[TRY IT] Exact reproduction of every entry is required.
+ + + + +
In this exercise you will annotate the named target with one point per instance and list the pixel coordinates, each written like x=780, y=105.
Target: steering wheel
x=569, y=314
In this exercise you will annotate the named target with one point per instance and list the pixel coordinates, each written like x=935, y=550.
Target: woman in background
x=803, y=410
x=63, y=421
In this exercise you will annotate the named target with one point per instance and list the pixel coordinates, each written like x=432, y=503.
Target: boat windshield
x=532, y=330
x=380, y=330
+ + + + +
[EXERCISE ANSWER]
In this exercise you will annotate the named target with one point per instance and list the pixel coordinates, each written like x=780, y=105.
Target: steering wheel
x=569, y=314
In this exercise you will annotate the named target with one point per instance and list the pixel coordinates, each written like x=935, y=550.
Target: woman in background
x=803, y=410
x=63, y=421
In this exercise you will annotate the named target with one point per instance and list the pixel coordinates, each written like x=432, y=503.
Target: boat windshield
x=532, y=330
x=380, y=330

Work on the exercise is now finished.